→ Material to process:
※

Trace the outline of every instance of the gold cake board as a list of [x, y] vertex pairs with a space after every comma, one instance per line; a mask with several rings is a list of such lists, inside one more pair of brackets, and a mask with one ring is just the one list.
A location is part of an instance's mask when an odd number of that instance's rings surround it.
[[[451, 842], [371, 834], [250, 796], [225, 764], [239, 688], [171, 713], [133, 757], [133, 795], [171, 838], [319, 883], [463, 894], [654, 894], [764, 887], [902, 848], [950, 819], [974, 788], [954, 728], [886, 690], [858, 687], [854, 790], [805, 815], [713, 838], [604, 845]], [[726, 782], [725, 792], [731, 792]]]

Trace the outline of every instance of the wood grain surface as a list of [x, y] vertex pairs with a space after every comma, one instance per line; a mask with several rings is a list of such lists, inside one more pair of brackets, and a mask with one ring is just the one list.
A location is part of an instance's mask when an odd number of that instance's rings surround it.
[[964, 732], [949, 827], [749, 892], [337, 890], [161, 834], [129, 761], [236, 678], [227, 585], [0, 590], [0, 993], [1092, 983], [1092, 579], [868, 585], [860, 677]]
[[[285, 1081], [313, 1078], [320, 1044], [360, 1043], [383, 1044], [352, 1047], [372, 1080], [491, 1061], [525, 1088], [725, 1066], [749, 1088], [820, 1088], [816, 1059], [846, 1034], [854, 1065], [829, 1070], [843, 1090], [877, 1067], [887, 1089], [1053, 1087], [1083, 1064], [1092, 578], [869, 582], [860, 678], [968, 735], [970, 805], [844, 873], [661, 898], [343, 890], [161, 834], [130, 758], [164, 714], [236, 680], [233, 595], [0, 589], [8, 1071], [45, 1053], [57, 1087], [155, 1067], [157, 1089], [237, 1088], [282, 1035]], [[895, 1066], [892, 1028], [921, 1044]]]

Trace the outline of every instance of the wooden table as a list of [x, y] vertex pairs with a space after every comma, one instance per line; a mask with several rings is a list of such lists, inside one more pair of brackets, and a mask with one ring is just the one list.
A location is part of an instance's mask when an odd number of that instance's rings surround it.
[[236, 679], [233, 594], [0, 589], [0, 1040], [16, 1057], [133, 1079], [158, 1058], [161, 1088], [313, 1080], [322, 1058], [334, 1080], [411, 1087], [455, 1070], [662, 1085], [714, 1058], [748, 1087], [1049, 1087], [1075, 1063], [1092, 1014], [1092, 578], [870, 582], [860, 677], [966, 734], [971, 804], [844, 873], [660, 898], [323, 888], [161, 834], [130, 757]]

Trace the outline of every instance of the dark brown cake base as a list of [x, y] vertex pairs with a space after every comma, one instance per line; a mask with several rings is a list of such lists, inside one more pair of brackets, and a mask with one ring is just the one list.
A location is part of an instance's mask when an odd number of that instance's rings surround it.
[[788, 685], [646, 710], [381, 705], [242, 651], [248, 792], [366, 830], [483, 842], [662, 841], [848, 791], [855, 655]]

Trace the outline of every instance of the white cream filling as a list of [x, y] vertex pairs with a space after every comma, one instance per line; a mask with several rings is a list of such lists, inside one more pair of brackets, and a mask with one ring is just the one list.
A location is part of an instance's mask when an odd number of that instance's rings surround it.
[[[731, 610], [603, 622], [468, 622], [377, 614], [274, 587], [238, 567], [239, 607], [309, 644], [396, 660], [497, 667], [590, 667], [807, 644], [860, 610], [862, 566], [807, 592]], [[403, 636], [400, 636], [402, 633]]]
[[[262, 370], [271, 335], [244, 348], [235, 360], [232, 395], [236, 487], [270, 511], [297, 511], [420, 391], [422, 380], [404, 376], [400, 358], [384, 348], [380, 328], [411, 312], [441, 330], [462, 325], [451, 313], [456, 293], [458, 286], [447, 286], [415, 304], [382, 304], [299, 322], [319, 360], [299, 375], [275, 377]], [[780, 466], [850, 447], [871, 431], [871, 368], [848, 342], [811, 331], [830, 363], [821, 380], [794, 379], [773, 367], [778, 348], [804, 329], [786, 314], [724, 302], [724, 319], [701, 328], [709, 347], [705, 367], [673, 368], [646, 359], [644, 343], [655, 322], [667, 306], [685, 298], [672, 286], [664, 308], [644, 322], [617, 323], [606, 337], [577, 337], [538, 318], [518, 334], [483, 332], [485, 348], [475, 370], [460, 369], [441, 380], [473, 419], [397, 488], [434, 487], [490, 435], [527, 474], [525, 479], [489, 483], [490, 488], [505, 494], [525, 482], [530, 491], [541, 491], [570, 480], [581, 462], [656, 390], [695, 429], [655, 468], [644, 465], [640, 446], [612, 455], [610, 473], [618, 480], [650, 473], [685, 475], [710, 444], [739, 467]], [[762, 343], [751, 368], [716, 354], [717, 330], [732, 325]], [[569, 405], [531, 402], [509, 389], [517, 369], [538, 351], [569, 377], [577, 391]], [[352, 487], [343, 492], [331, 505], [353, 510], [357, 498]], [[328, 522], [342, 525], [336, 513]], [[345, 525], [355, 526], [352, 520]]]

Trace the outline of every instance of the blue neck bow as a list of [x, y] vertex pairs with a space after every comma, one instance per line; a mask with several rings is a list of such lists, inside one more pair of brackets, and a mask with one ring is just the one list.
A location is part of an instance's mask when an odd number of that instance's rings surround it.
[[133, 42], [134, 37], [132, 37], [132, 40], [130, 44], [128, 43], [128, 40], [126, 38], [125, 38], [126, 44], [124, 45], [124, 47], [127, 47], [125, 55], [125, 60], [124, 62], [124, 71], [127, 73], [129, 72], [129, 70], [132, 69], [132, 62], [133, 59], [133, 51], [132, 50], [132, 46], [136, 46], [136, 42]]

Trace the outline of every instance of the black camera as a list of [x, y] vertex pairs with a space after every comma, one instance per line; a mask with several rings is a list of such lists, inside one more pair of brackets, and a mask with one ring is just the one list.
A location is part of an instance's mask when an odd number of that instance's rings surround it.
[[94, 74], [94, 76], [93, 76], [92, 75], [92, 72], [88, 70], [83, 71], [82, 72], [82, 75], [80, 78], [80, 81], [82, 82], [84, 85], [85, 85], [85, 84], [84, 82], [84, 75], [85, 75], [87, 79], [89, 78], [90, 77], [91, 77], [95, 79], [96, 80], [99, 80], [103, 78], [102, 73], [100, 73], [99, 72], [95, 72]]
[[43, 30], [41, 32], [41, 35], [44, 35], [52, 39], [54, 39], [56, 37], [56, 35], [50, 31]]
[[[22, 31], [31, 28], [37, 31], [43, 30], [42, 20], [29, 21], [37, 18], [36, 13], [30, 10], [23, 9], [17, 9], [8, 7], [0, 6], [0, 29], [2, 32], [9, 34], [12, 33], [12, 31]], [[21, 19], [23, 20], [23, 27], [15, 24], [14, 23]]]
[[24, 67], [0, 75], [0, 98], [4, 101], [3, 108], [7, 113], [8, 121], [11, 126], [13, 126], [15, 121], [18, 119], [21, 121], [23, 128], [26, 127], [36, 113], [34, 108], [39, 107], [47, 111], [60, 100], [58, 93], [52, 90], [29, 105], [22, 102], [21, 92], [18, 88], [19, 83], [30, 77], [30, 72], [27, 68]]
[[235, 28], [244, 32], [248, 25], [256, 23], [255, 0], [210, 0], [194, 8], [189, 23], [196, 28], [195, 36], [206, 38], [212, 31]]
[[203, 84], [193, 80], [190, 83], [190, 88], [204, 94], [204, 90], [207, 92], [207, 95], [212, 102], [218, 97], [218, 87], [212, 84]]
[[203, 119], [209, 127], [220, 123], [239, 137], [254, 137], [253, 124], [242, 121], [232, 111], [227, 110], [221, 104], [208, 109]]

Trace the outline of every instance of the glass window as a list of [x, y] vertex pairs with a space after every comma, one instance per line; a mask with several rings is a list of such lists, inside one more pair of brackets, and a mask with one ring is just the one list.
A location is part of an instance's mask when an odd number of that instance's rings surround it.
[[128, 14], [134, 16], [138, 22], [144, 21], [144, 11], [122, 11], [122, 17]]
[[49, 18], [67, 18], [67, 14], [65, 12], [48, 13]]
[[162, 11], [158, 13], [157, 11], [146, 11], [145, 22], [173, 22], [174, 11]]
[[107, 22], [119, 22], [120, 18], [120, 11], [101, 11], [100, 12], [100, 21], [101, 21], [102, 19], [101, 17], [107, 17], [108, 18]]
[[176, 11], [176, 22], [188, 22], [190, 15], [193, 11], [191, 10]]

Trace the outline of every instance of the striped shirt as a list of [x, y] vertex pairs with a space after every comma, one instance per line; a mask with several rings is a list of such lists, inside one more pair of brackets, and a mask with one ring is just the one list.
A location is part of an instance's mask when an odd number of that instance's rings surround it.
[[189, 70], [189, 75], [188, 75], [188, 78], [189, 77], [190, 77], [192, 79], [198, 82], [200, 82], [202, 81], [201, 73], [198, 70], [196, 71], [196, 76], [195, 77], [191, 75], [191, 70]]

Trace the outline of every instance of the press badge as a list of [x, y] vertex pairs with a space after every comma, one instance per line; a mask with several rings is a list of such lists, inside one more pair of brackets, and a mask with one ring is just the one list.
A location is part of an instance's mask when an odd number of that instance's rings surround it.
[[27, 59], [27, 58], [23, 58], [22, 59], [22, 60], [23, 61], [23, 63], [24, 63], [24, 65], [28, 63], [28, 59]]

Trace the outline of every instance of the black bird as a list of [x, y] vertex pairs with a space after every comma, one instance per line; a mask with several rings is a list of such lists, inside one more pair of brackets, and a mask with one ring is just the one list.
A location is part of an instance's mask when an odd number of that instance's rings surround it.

※

→ Problem requirements: Please rewrite the listing between the lines holding "Trace the outline of every instance of the wooden" and "791], [855, 655]]", inclusive, replacing "dark brown cake base" with "chocolate cake base" and leaving everything else unchanged.

→ Full solution:
Trace the outline of every instance of the wooden table as a list of [x, y] vertex pairs with a space after every comma, one instance per line; a mask with several rings is a list of such lists, inside one more pair of brackets, and a mask with one ring is just the one list.
A location is part of an instance's mask when an odd number of that instance's rings surround it.
[[236, 679], [233, 594], [0, 589], [0, 1040], [16, 1057], [133, 1079], [158, 1058], [161, 1088], [313, 1080], [322, 1058], [334, 1080], [411, 1087], [455, 1070], [662, 1085], [714, 1058], [748, 1087], [1049, 1087], [1075, 1063], [1092, 1014], [1092, 578], [870, 582], [860, 677], [966, 734], [971, 804], [844, 873], [660, 898], [323, 888], [161, 834], [130, 757]]

Trace the outline of every instance of the chocolate cake base as a list of [x, y] vertex pairs with a space after every comma, one instance per line; a mask with several rings is a list of such lists, inside one more pair of brackets, and a mask with one ring is just the one list.
A location is part of an instance's mask when an odd number of that instance's rings surround it.
[[788, 685], [646, 710], [381, 705], [242, 651], [248, 792], [366, 830], [483, 842], [662, 841], [848, 791], [855, 655]]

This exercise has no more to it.